▶ **Required work**:
(a) From the passage on household chores, transcribe the stretch from "Everything starts at" through "good learning experience.".
(b) Answer these from the passage on household chores:
(i) At what point in the children's lives was the writer diagnosed with cancer?
(ii) What did the husband claim was the reason the writer passed chores on to the children?
(iii) Besides an act of love, what does the writer say sharing the chores is?
(c) Take the passage on household chores further, continuing from its final sentence.

▶ **Given text**:
⟨

Everything starts at a very young age, like for these young children who had the desires to help the adults in their homes out, translated…
Back when my children were still young, every time I’d started teaching them to do the household chores, my husband would stop me, said that they were still too young, and that it was because I was lazy, that I’d, passed on the chores to my children to manage. Until I was diagnosed with cancer in my children’s elementary years, my husband couldn’t shoulder ALL the chores inside the house, he’d, finally, loosened up, allowed my children, to do their shares around the house.
illustration from the papers online
Actually, I’d always believed, that household chores aren’t just women’s obligations, that it’s a matter of the whole family; that sharing the chores was an act of love, it’s also, a good learning experience.

⟩

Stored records
⟨

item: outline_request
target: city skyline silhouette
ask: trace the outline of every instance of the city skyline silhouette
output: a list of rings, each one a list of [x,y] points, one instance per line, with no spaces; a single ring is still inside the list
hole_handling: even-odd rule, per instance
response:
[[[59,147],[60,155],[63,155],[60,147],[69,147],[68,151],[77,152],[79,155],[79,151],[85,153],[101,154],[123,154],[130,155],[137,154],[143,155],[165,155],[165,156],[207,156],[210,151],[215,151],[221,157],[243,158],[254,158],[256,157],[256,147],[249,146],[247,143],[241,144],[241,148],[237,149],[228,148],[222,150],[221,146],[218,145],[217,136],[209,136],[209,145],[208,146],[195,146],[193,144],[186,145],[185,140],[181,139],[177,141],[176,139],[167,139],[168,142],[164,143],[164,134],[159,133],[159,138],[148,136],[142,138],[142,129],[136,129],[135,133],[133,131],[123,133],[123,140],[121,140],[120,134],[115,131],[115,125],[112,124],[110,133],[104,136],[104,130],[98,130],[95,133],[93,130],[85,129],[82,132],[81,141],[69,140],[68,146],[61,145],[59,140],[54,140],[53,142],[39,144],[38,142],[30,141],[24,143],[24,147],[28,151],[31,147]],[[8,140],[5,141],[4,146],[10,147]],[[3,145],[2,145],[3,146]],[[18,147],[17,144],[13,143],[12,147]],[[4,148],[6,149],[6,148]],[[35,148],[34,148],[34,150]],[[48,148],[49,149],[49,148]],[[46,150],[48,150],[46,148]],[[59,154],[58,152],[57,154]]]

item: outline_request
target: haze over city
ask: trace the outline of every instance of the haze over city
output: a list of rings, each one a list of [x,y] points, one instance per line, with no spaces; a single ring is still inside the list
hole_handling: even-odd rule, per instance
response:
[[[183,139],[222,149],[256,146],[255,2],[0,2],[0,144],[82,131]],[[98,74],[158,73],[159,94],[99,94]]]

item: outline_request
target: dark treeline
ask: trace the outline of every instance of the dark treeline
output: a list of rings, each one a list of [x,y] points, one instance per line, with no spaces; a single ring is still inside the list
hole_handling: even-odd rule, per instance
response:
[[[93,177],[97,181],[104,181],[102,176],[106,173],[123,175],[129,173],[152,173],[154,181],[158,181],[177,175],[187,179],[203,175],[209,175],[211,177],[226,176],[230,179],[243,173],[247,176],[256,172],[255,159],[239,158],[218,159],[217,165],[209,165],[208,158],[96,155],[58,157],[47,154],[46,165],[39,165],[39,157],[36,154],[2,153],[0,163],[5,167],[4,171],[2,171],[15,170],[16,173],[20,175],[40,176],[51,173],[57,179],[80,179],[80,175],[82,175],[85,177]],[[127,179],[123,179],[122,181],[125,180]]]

⟩

▶ **Activity answers**:
(a)
Everything starts at a very young age, like for these young children who had the desires to help the adults in their homes out, translated…
Back when my children were still young, every time I’d started teaching them to do the household chores, my husband would stop me, said that they were still too young, and that it was because I was lazy, that I’d, passed on the chores to my children to manage. Until I was diagnosed with cancer in my children’s elementary years, my husband couldn’t shoulder ALL the chores inside the house, he’d, finally, loosened up, allowed my children, to do their shares around the house.
illustration from the papers online
Actually, I’d always believed, that household chores aren’t just women’s obligations, that it’s a matter of the whole family; that sharing the chores was an act of love, it’s also, a good learning experience.

(b)
(i) In the children's elementary years.
(ii) That the writer was lazy.
(iii) A good learning experience.

(c)
After my premature grandchildren left the incubators, they’d been, staying with me, because it was especially tiring, the whole family chipped in, my husband was in charge of cleaning the house, doing the laundry as the day began, my daughter-in-law in charge of feeding and caring for the young, and I, in meal preparations, as well as the midnight shifts. Although it’d, become quite tiresome, but seeing my grandchildren growing up by the day, I’d, felt glad.
like this???
Or maybe, it was how my grandkids were raised in such a way, especially my grandson, he’d often run into the kitchen and asked me, “Grandma, what are you doing? I need your help.” Because I’d made dishes with eggs often, he’d become very interested in cracking the eggs for me. I’d not only turned down his offer to help me, I’d, taught him how to break the eggshells, and, as you could imagine, he’d, made a total mess, the eggs were cracked, all over the places, but I’d not scolded him, or taken over for him, instead, I’d, allowed him, to keep on, practicing cracking the eggs open. And now, he’d, made great improvements, and could use the chopsticks, to mix up the yolk and the whites in a bowl for me too.
As my developmentally-delayed granddaughter started to learn to walk at the age of three, after she could steady herself, she’d followed her younger brother into the kitchen, said she wanted to help me out too, and I’d, agreed, that they could, put in the chopped up chunks of daikon into the soup, or add in the salt for the soups.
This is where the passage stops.